## Source extract
[start]
[lucy-user] Chinese support?

2017-02-17 Thread Hao Wu
Hi all,

I use the StandardTokenizer. search by English word work, but in
Chinese give me strange results.

my $tokenizer = Lucy::Analysis::StandardTokenizer->new;
my $raw_type = Lucy::Plan::FullTextType->new(
analyzer => $tokenizer,
);

also, I was going to use the EasyAnalyzer (
https://metacpan.org/pod/distribution/Lucy/lib/Lucy/Analysis/EasyAnalyzer.pod
)
, but chinese in not supported.

What is the simple way to use lucy with chinese doc? Thanks.

Best,

Hao Wu


Re: [lucy-user] Chinese support?

2017-02-17 Thread Hao Wu
Thanks. Get it work.

code pasted below in case anyone have similar question.

package ChineseAnalyzer;
use Jieba;
use v5.10;
use Encode qw(decode_utf8);
use base qw( Lucy::Analysis::Analyzer );

sub new {
my $self = shift->SUPER::new;
return $self;
}

sub transform {
my ($self, $inversion)= @_;
return $inversion;
}

sub transform_text {
my ($self, $text) = @_;
my $inversion = Lucy::Analysis::Inversion->new;
my @tokens = Jieba::jieba_tokenize(decode_utf8($text));
$inversion->append(
   Lucy::Analysis::Token->new(text =>$_->[0],
  start_offset=> $_->[1] ,
  end_offset=>$_->[2]
)
[end]
## Aim of the exercise
Reproduce the Lucy mailing-list thread on Chinese support above, word for word and in full.

## Dataset excerpts
[start]
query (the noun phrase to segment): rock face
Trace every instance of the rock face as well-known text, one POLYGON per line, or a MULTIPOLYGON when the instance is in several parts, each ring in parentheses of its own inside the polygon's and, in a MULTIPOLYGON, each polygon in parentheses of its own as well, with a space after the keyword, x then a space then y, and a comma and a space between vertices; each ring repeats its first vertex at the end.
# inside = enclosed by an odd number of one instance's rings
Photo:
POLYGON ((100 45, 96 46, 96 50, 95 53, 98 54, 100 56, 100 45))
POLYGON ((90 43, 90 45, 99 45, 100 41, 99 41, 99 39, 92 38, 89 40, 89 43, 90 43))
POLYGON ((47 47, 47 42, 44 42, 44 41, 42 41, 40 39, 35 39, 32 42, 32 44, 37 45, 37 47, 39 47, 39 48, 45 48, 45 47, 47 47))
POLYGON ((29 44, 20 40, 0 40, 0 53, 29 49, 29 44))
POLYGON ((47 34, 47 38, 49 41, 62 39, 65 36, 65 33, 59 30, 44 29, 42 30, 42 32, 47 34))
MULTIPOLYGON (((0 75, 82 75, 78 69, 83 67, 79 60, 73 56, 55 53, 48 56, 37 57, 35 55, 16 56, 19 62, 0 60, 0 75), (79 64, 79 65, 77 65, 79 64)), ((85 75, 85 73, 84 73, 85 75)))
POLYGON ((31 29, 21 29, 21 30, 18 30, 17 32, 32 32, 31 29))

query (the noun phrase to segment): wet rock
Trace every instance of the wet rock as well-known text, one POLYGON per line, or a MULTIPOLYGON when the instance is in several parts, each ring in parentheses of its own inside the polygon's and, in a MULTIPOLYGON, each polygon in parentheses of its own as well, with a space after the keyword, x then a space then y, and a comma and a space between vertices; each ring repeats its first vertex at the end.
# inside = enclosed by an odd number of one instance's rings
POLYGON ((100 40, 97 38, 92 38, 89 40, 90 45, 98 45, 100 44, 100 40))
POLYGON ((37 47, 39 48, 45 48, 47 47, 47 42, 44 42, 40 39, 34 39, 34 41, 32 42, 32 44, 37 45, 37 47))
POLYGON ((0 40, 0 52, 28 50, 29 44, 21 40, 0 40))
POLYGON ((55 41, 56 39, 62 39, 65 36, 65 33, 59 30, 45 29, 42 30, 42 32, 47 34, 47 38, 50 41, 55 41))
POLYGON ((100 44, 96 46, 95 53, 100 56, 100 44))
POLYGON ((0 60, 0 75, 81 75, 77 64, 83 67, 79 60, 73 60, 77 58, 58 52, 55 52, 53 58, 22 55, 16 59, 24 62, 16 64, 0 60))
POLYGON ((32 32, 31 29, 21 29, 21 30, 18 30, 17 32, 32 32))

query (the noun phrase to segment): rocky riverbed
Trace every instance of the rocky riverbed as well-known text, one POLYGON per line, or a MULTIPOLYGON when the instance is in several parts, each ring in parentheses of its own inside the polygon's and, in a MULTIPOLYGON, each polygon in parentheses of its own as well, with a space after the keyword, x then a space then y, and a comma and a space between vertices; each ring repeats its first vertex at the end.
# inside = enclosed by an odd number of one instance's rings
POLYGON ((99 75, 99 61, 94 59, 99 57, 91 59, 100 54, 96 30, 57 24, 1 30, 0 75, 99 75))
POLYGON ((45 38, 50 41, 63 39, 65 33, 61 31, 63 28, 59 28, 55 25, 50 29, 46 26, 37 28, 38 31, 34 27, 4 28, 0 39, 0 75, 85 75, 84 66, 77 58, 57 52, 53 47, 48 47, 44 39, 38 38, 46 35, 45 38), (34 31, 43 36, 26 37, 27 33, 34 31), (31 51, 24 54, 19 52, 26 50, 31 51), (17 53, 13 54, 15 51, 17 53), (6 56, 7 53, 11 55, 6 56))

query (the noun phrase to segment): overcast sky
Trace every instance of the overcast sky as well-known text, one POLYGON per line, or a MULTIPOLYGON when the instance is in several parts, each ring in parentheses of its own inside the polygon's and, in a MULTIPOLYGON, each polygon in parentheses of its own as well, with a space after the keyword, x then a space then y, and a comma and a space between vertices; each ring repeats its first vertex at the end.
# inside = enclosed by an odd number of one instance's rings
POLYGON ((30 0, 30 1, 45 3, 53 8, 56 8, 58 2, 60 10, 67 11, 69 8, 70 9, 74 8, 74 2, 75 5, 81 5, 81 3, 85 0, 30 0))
[end]
## Output of the task
[lucy-user] Chinese support?

2017-02-17 Thread Hao Wu
Hi all,

I use the StandardTokenizer. search by English word work, but in
Chinese give me strange results.

my $tokenizer = Lucy::Analysis::StandardTokenizer->new;
my $raw_type = Lucy::Plan::FullTextType->new(
analyzer => $tokenizer,
);

also, I was going to use the EasyAnalyzer (
https://metacpan.org/pod/distribution/Lucy/lib/Lucy/Analysis/EasyAnalyzer.pod
)
, but chinese in not supported.

What is the simple way to use lucy with chinese doc? Thanks.

Best,

Hao Wu


Re: [lucy-user] Chinese support?

2017-02-17 Thread Hao Wu
Thanks. Get it work.

code pasted below in case anyone have similar question.

package ChineseAnalyzer;
use Jieba;
use v5.10;
use Encode qw(decode_utf8);
use base qw( Lucy::Analysis::Analyzer );

sub new {
my $self = shift->SUPER::new;
return $self;
}

sub transform {
my ($self, $inversion)= @_;
return $inversion;
}

sub transform_text {
my ($self, $text) = @_;
my $inversion = Lucy::Analysis::Inversion->new;
my @tokens = Jieba::jieba_tokenize(decode_utf8($text));
$inversion->append(
   Lucy::Analysis::Token->new(text =>$_->[0],
  start_offset=> $_->[1] ,
  end_offset=>$_->[2]
)